DATA FOR THE TASK.
<<<<
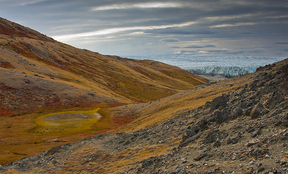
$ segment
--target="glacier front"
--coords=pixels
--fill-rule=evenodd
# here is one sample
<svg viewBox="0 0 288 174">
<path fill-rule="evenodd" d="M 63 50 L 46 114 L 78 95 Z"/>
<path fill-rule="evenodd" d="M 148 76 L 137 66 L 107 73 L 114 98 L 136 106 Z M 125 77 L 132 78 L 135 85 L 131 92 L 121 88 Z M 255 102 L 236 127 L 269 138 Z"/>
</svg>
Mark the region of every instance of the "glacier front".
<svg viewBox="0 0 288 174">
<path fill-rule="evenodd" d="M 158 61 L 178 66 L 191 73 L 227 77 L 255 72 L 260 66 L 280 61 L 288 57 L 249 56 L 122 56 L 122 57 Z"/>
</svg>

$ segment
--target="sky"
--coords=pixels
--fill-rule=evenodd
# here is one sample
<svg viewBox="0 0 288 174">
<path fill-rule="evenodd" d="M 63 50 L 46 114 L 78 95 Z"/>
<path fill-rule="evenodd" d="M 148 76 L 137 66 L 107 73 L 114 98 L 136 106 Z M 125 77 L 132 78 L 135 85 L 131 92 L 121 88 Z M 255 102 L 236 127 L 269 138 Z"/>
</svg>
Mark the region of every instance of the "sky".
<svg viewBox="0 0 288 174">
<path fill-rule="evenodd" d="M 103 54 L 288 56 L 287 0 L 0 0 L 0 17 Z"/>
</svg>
>>>>
WRITTEN PROBLEM.
Write out the entries again, exactly as given, skipping any images.

EXERCISE RESULT.
$ segment
--target="glacier front"
--coords=pixels
--fill-rule=evenodd
# here is one sample
<svg viewBox="0 0 288 174">
<path fill-rule="evenodd" d="M 63 50 L 46 114 L 78 95 Z"/>
<path fill-rule="evenodd" d="M 148 76 L 137 66 L 107 73 L 114 98 L 136 106 Z M 125 77 L 132 78 L 135 85 L 131 92 L 121 88 Z M 255 102 L 236 127 L 269 138 Z"/>
</svg>
Mark the region of every instance of the "glacier front".
<svg viewBox="0 0 288 174">
<path fill-rule="evenodd" d="M 158 61 L 178 66 L 191 73 L 227 77 L 255 72 L 260 66 L 280 61 L 288 57 L 249 56 L 122 56 L 122 57 Z"/>
</svg>

$ segment
--target="sky"
--coords=pixels
--fill-rule=evenodd
# here is one sample
<svg viewBox="0 0 288 174">
<path fill-rule="evenodd" d="M 63 50 L 46 114 L 78 95 Z"/>
<path fill-rule="evenodd" d="M 148 76 L 137 66 L 107 73 L 114 98 L 136 106 Z M 125 77 L 132 78 L 135 85 L 131 92 L 121 88 Z M 255 102 L 236 127 L 269 138 Z"/>
</svg>
Mark the region of every instance of the "sky".
<svg viewBox="0 0 288 174">
<path fill-rule="evenodd" d="M 103 54 L 288 56 L 287 0 L 0 0 L 0 17 Z"/>
</svg>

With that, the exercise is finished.